** Work instructions **
Give back the whole listing exactly as written, leaving out each picture.

--- Extracted information Enclosed Below ---

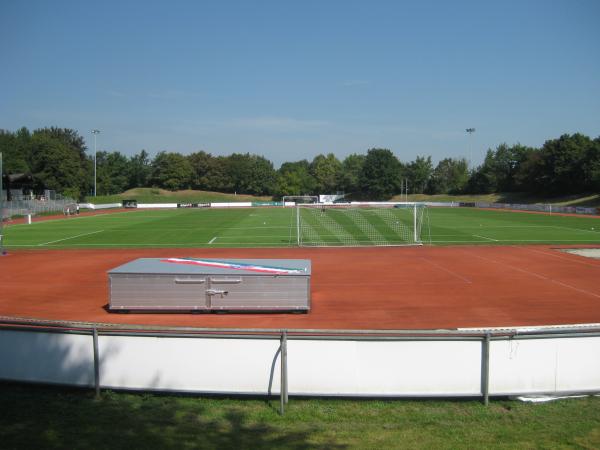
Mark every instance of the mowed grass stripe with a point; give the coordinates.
(277, 227)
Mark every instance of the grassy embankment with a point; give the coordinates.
(45, 417)
(154, 195)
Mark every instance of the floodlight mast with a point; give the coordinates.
(470, 131)
(95, 133)
(1, 207)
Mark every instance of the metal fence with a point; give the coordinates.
(25, 206)
(540, 207)
(355, 363)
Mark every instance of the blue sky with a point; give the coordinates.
(290, 80)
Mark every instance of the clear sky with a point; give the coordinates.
(289, 80)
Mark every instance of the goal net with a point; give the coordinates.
(293, 200)
(365, 225)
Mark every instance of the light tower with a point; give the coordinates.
(95, 133)
(470, 131)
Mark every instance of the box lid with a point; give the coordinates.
(206, 266)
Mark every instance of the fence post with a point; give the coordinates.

--- End of Enclosed Extracted information ---

** Task response **
Mark every instance of the mowed grass stripe with a point; give the coordinates.
(277, 227)
Mark every instance of the grassy embankment with a point; give the coordinates.
(45, 417)
(154, 195)
Mark every instance of the floodlight mast with a point; give the coordinates.
(470, 131)
(95, 133)
(1, 207)
Mark every instance of the metal fence with a point; give the coordinates.
(25, 206)
(540, 207)
(355, 363)
Mark every instance of the blue sky with a point; give the coordinates.
(290, 80)
Mark every instance of the clear sky with a point; give the coordinates.
(289, 80)
Mark every instance of the goal net with a point; give the coordinates.
(293, 200)
(365, 225)
Mark every instance of the light tower with a point; give the coordinates.
(95, 133)
(470, 131)
Mark every instance of the box lid with a point; give the coordinates.
(206, 266)
Mark every instance of the fence post with a point; give the coordinates.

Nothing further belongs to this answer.